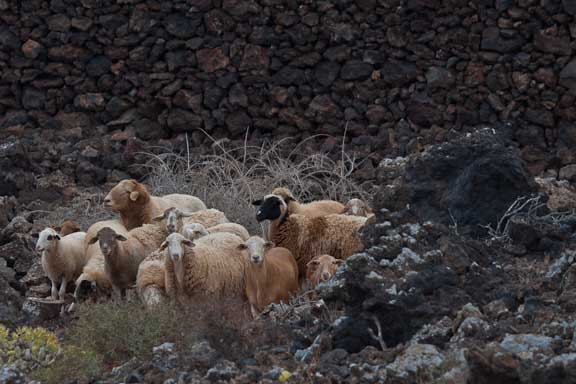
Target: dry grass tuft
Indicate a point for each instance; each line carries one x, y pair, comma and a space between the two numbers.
230, 178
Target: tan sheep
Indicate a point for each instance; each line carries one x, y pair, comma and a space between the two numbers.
358, 207
320, 269
136, 206
63, 258
307, 237
312, 209
271, 276
195, 231
210, 266
173, 219
124, 253
67, 227
93, 280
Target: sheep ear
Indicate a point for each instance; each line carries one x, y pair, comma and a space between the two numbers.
188, 243
134, 195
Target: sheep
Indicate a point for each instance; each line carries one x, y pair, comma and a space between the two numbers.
173, 219
67, 227
93, 280
321, 268
271, 276
63, 258
195, 231
150, 279
124, 253
357, 207
136, 206
211, 266
312, 209
307, 237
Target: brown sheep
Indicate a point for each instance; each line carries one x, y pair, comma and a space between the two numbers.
271, 276
320, 269
136, 206
307, 237
312, 209
67, 227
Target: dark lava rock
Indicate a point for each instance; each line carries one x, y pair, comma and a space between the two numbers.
471, 180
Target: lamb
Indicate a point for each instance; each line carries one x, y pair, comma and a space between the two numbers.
174, 219
136, 206
211, 266
195, 231
357, 207
272, 274
307, 237
67, 227
320, 269
124, 253
63, 258
93, 280
312, 209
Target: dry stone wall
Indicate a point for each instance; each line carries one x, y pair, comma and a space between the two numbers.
98, 79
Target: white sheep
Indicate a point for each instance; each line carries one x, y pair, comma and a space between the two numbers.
195, 231
307, 237
123, 253
210, 266
173, 219
63, 258
137, 206
271, 276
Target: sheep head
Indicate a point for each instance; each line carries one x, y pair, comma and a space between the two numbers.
172, 217
357, 207
47, 240
256, 248
174, 244
322, 268
194, 231
126, 195
271, 207
107, 240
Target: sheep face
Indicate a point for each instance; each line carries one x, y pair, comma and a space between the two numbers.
107, 240
357, 207
271, 207
322, 268
125, 194
47, 240
256, 248
174, 244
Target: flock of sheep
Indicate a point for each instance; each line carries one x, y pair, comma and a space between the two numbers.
174, 248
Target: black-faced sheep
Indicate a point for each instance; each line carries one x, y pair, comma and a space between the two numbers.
136, 206
271, 276
307, 237
63, 258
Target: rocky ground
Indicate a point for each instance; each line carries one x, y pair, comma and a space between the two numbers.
446, 291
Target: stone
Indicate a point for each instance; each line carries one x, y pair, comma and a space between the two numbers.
32, 49
212, 59
98, 66
326, 72
90, 102
356, 70
438, 77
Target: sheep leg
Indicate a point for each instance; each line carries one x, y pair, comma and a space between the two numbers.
62, 291
54, 290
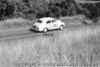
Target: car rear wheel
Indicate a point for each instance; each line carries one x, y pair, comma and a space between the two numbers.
61, 27
45, 30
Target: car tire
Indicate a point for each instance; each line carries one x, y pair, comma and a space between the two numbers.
45, 30
61, 27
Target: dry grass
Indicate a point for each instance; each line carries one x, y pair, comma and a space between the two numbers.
15, 23
79, 47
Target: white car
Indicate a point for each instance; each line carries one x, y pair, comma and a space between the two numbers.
47, 23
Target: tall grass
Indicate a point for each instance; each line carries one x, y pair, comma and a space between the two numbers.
77, 47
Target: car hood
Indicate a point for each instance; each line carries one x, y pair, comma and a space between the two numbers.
37, 24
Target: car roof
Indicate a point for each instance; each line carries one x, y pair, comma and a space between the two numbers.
46, 18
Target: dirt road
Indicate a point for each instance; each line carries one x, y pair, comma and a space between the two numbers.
20, 33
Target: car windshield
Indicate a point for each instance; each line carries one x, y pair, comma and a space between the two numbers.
39, 21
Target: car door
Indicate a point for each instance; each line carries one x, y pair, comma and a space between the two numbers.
49, 24
55, 24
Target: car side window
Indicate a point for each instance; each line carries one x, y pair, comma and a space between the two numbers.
53, 21
49, 21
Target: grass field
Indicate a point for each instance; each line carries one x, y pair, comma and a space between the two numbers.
17, 23
76, 47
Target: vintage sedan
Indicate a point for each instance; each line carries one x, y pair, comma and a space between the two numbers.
48, 23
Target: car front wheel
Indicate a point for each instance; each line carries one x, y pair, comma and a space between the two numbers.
45, 30
61, 27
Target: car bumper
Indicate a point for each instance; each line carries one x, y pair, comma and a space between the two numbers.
36, 29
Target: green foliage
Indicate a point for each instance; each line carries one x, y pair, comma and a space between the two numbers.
47, 8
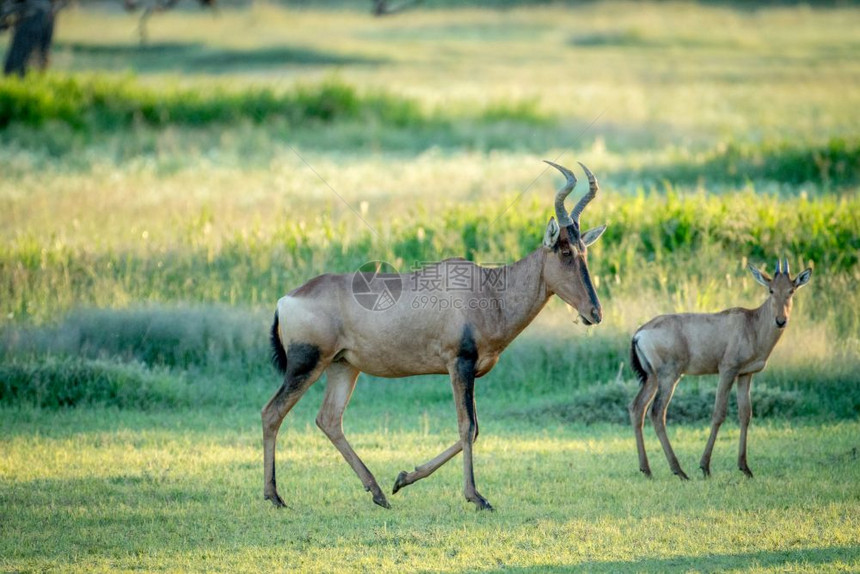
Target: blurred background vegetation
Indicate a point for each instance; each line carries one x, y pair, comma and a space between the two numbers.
157, 197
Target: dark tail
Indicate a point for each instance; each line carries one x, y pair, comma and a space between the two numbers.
279, 355
640, 371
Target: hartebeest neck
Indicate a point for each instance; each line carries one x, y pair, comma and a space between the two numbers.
525, 294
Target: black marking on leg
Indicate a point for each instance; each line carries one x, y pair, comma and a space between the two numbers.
302, 358
279, 356
467, 360
636, 363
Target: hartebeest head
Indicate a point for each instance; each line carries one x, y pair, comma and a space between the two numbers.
566, 267
782, 288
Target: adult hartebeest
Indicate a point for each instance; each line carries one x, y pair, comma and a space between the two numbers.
735, 343
452, 317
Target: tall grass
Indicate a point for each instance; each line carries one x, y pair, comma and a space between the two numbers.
106, 103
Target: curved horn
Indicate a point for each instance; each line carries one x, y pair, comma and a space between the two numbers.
592, 193
560, 212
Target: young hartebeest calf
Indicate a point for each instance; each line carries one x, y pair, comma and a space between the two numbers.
459, 328
735, 343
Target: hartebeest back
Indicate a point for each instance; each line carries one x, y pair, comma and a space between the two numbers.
735, 343
459, 329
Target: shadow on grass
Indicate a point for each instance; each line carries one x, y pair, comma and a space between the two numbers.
199, 58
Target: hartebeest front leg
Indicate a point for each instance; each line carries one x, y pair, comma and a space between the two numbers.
341, 383
302, 371
637, 417
721, 405
462, 371
658, 419
744, 414
428, 468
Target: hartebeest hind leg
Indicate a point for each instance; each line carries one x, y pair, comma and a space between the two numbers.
744, 414
463, 383
637, 418
341, 382
303, 369
658, 419
721, 405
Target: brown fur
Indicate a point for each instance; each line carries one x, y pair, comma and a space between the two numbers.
735, 343
463, 339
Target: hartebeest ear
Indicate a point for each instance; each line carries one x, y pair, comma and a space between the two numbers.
803, 278
759, 276
550, 236
593, 235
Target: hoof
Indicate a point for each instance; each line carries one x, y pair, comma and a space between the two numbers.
481, 503
276, 500
399, 482
380, 500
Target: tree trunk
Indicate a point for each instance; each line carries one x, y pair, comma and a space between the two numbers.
32, 37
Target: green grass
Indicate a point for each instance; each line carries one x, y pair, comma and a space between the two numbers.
105, 491
156, 201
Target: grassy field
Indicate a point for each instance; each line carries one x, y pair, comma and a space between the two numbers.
156, 200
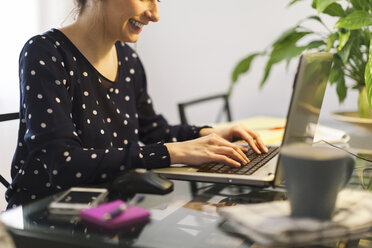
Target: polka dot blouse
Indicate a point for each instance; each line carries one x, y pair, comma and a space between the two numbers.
78, 127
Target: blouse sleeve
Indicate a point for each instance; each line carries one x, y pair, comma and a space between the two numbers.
51, 139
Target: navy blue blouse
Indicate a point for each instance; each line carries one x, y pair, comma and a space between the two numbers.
77, 127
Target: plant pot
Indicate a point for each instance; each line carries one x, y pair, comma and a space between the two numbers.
363, 107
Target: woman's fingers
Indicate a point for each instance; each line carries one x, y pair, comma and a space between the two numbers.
233, 154
225, 160
237, 150
252, 138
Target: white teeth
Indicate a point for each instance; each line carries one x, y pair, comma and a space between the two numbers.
135, 23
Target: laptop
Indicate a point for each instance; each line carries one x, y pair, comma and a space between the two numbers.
302, 119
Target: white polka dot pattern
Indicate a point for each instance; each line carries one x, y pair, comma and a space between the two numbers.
83, 122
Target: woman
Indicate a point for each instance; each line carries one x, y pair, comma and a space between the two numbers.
84, 108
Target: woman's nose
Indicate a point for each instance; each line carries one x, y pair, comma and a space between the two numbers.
153, 13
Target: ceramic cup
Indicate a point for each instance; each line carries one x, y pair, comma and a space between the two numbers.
314, 176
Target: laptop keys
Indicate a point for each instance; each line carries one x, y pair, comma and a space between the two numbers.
256, 162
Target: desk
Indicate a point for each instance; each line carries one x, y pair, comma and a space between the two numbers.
179, 219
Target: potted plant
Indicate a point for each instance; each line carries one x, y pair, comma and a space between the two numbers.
349, 40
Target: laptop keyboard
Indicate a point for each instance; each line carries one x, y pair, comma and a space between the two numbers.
256, 162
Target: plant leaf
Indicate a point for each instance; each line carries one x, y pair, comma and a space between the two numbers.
286, 35
243, 66
323, 4
360, 4
314, 4
345, 52
334, 9
268, 66
368, 76
343, 38
286, 48
336, 71
355, 20
293, 2
331, 39
341, 89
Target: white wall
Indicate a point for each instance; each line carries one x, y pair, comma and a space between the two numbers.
189, 53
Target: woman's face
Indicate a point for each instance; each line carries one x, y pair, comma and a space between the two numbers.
124, 19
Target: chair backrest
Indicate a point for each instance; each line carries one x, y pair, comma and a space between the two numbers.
7, 117
225, 110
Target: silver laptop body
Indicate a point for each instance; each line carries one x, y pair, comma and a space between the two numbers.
302, 118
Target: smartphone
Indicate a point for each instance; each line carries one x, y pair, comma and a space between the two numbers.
76, 199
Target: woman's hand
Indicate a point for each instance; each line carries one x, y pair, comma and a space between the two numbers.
210, 148
238, 132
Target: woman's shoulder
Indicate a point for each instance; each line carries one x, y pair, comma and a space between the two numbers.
49, 42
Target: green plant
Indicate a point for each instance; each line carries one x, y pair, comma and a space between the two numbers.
349, 40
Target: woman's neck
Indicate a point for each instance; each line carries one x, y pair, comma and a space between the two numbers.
90, 38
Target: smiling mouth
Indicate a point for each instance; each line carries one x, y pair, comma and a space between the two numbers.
136, 23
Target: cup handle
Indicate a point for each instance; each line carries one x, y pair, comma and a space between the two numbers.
349, 169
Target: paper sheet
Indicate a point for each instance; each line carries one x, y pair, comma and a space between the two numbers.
271, 130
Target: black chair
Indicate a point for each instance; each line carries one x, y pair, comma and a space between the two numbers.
7, 117
222, 97
225, 110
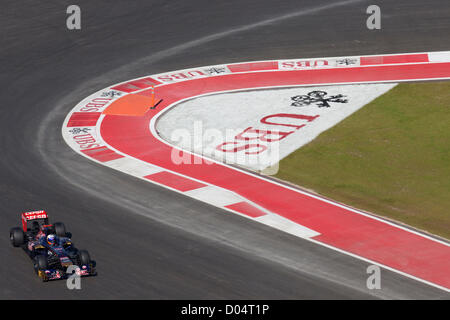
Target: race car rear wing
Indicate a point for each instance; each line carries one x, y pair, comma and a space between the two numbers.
40, 216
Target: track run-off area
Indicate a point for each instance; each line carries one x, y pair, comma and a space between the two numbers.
116, 127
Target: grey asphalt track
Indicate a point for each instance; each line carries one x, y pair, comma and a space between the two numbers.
151, 243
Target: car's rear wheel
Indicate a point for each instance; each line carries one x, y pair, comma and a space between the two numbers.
17, 237
60, 229
40, 265
84, 258
41, 262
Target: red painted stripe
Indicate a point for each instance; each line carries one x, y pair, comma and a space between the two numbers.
339, 227
83, 119
254, 66
102, 154
135, 85
175, 181
247, 209
404, 58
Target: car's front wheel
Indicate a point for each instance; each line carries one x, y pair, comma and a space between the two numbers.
17, 237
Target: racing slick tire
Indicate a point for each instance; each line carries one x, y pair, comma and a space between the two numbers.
60, 229
17, 237
41, 262
84, 258
40, 265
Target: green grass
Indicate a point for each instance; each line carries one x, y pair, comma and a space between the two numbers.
392, 158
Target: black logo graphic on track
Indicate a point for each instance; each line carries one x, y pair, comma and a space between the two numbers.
319, 98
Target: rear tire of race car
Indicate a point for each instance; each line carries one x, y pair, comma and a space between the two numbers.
17, 237
60, 229
40, 265
84, 257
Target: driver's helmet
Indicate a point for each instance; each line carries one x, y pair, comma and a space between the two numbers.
51, 239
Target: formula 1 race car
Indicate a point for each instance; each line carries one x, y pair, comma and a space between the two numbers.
50, 247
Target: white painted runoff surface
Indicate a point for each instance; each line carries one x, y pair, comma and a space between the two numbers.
202, 124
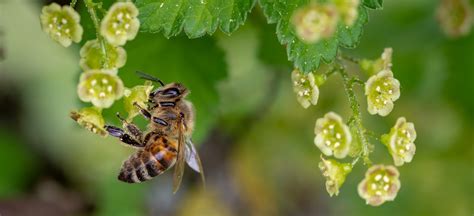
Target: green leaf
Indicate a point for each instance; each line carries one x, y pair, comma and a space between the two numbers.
373, 4
198, 64
307, 57
196, 17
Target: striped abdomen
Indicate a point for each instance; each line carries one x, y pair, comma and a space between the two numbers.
149, 162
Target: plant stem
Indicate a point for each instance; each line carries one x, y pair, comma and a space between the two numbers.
73, 3
356, 117
90, 8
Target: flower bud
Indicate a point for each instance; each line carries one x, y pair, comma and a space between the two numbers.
400, 141
304, 85
333, 137
120, 23
380, 184
335, 174
61, 23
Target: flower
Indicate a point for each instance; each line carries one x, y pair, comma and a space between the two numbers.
315, 22
138, 94
91, 119
120, 23
455, 17
101, 87
335, 174
61, 23
380, 184
91, 56
332, 135
348, 10
382, 89
400, 141
304, 85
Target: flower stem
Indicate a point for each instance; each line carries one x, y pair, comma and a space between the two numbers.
356, 117
95, 19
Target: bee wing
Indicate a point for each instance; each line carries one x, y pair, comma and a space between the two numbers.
193, 160
179, 167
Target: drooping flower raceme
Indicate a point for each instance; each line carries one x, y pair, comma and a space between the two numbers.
91, 56
62, 24
101, 87
91, 119
380, 184
120, 23
315, 22
382, 89
138, 94
400, 141
348, 10
335, 174
304, 85
333, 137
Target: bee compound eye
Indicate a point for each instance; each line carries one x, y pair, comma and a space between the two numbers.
171, 92
160, 121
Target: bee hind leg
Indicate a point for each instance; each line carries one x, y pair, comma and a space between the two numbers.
123, 136
131, 128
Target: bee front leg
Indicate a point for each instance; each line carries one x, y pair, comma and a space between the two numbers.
131, 128
143, 111
123, 136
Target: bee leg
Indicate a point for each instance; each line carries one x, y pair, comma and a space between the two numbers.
123, 136
131, 128
143, 111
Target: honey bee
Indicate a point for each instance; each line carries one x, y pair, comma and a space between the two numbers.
167, 141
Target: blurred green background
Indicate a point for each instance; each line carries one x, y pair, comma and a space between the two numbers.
255, 140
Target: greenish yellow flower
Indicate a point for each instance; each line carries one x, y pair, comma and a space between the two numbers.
400, 141
101, 87
138, 94
455, 17
304, 85
333, 136
120, 23
382, 89
335, 174
315, 22
91, 56
380, 184
91, 119
348, 10
61, 23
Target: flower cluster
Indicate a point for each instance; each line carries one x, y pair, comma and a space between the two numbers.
91, 119
382, 89
380, 184
400, 141
315, 22
455, 17
335, 174
62, 24
138, 94
333, 137
91, 56
120, 23
304, 85
100, 87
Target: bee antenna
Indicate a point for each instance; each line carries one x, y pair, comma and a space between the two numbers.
149, 77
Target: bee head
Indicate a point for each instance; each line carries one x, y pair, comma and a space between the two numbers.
169, 92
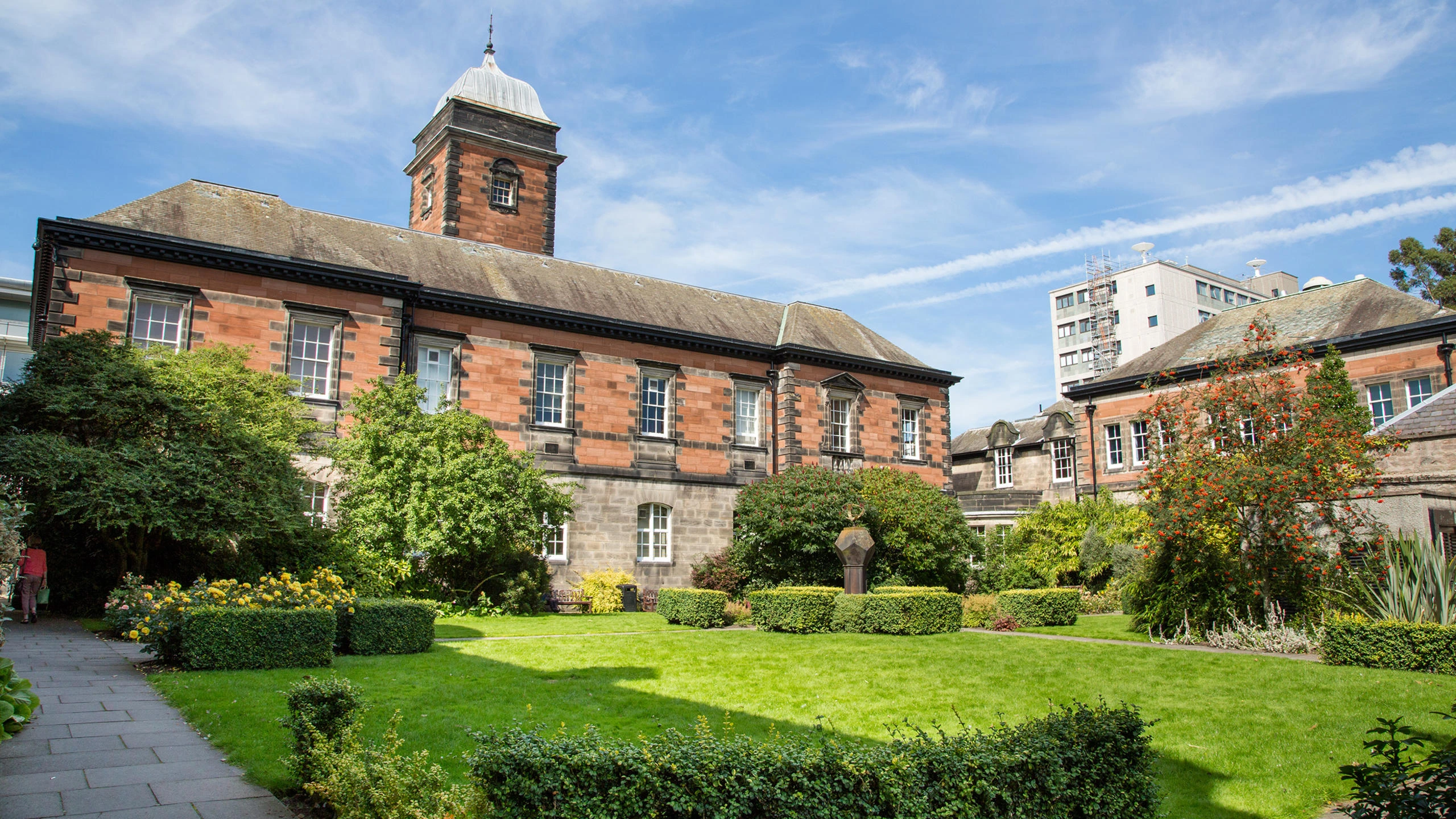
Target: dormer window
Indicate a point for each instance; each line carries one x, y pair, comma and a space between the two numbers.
504, 185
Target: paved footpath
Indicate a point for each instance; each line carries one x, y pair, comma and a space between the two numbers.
105, 745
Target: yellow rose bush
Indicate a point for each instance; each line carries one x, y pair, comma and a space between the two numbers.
154, 615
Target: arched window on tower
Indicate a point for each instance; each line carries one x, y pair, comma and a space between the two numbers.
504, 185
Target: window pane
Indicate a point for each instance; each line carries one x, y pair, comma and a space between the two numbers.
654, 407
433, 374
551, 392
312, 358
746, 417
156, 322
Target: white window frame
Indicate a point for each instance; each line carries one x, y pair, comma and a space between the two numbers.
306, 320
648, 547
1140, 442
554, 537
1388, 400
1114, 446
544, 375
648, 407
911, 444
1414, 398
747, 414
1005, 477
1064, 461
841, 432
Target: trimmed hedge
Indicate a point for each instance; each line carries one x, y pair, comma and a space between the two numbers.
799, 610
230, 637
701, 608
922, 613
978, 611
388, 626
1078, 761
1389, 644
1041, 607
906, 589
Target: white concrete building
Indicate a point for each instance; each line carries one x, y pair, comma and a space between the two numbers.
1151, 302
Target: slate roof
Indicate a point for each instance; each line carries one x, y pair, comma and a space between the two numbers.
1433, 417
1312, 315
264, 224
1028, 431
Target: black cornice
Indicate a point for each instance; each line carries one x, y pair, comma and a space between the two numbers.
1353, 343
79, 234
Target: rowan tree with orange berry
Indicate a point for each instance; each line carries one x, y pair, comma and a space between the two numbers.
1256, 484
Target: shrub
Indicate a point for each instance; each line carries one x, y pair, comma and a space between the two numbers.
319, 709
797, 610
376, 781
1040, 607
602, 589
1078, 761
16, 701
1389, 644
924, 613
701, 608
375, 626
978, 611
229, 637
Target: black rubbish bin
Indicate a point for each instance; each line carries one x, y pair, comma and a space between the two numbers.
628, 597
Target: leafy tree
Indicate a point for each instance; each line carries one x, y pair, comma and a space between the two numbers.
1430, 271
445, 490
168, 464
785, 528
1252, 489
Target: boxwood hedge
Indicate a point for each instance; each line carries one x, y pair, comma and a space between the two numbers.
388, 626
701, 608
1040, 607
1078, 761
1389, 644
233, 637
924, 613
800, 610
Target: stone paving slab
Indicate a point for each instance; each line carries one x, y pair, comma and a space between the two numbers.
104, 745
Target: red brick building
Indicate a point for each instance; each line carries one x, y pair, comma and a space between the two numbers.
657, 398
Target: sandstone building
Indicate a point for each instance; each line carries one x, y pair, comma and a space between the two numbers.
657, 400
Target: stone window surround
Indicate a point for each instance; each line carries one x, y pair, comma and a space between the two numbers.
506, 171
318, 315
181, 295
428, 337
544, 353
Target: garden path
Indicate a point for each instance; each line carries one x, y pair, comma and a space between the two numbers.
104, 745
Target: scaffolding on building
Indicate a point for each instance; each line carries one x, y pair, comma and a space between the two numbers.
1101, 289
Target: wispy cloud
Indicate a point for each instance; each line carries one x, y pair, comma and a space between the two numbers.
1426, 167
1301, 51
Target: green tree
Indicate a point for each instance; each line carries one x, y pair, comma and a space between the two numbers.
785, 528
1430, 271
1254, 487
168, 464
446, 490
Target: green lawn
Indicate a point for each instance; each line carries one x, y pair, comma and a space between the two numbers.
1103, 627
1239, 737
551, 624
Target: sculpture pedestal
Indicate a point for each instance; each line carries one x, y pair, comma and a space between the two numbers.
855, 548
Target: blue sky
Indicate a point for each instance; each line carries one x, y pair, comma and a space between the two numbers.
931, 168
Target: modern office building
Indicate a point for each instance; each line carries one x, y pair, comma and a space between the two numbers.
15, 328
1117, 315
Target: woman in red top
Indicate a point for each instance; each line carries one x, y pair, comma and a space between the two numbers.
32, 576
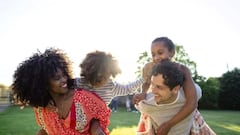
########################################
• **Exercise brief**
Copy out every line from the records that has the word "wall".

• **Your response**
Target: dry stone wall
Target: white wall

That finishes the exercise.